■ SET PROBLEM: Retype the listing below from its very first line down through the line containing "column 948, row 102", including both ends. Leave the pictures out of your copy.

-- start DATA FOR PROCESSING --

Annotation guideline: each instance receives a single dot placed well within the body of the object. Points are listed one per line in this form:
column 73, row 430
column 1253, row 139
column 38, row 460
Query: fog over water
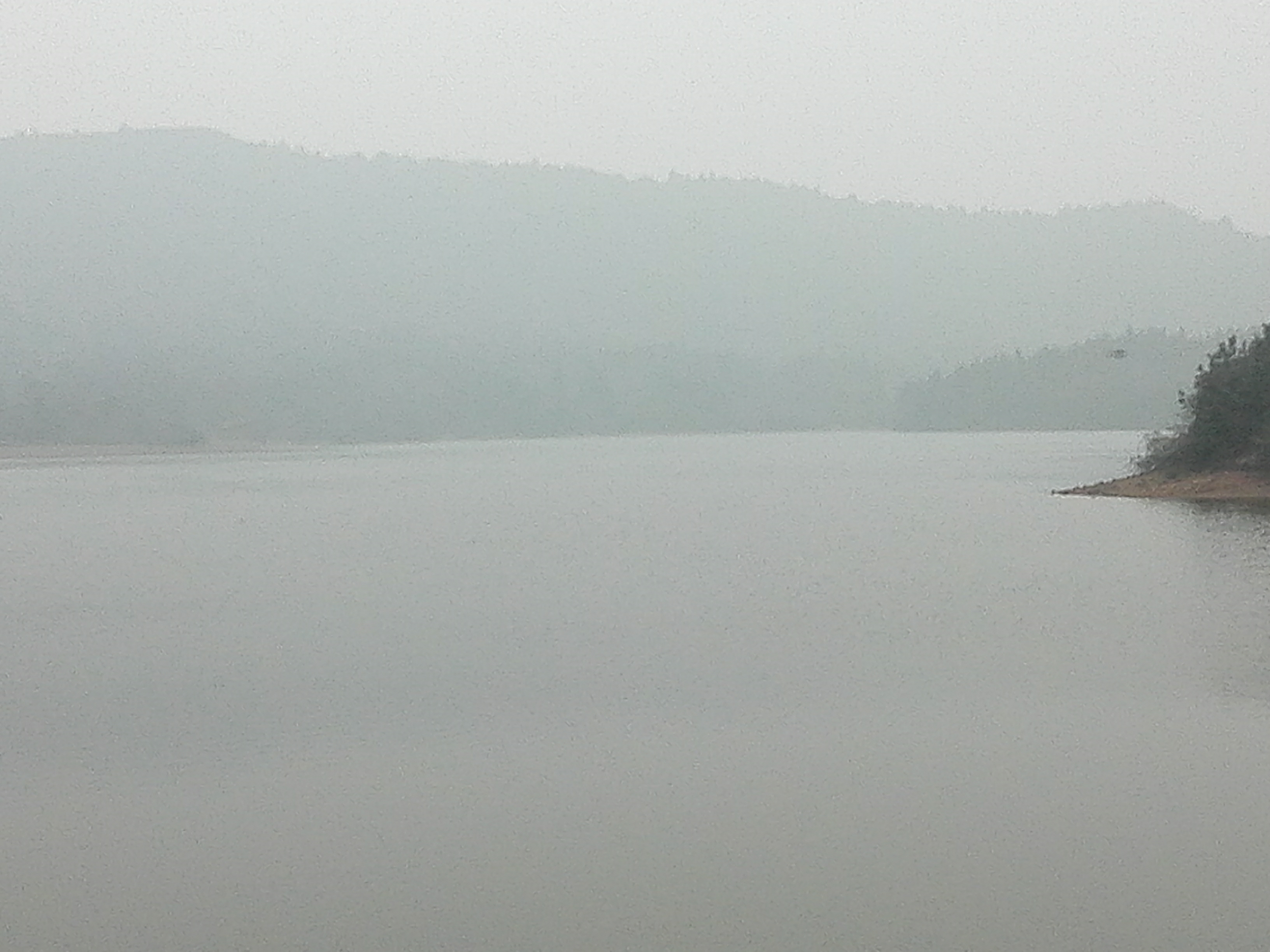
column 773, row 692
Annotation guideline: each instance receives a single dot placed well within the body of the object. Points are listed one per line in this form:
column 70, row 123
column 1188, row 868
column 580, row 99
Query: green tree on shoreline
column 1226, row 415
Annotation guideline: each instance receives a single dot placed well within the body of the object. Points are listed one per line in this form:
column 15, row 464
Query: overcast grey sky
column 948, row 102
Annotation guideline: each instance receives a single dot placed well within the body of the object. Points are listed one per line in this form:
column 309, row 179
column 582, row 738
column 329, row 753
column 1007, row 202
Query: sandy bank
column 1209, row 485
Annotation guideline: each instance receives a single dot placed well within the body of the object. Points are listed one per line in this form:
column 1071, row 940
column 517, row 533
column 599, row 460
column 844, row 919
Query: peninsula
column 1221, row 450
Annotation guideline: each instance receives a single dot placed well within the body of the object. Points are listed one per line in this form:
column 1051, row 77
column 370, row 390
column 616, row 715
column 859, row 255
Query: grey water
column 773, row 692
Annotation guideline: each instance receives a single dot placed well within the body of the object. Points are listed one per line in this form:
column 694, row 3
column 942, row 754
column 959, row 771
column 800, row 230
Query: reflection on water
column 845, row 691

-- end DATA FOR PROCESSING --

■ EXERCISE ANSWER:
Annotation guideline: each instance receives a single dot placed well within the body of the object. Points are listed one per line in this form:
column 73, row 430
column 1253, row 139
column 38, row 460
Query: fog over water
column 773, row 692
Annotation guideline: each instance receives a single dot placed well within the body of the object. Points are listed one per line in this form:
column 70, row 123
column 1188, row 868
column 580, row 99
Query: green tree on shoreline
column 1226, row 415
Annotation guideline: each instance receives a single dot placed well within the body of the object. Points are listed one per line in this form:
column 15, row 464
Query: overcast grey sky
column 948, row 102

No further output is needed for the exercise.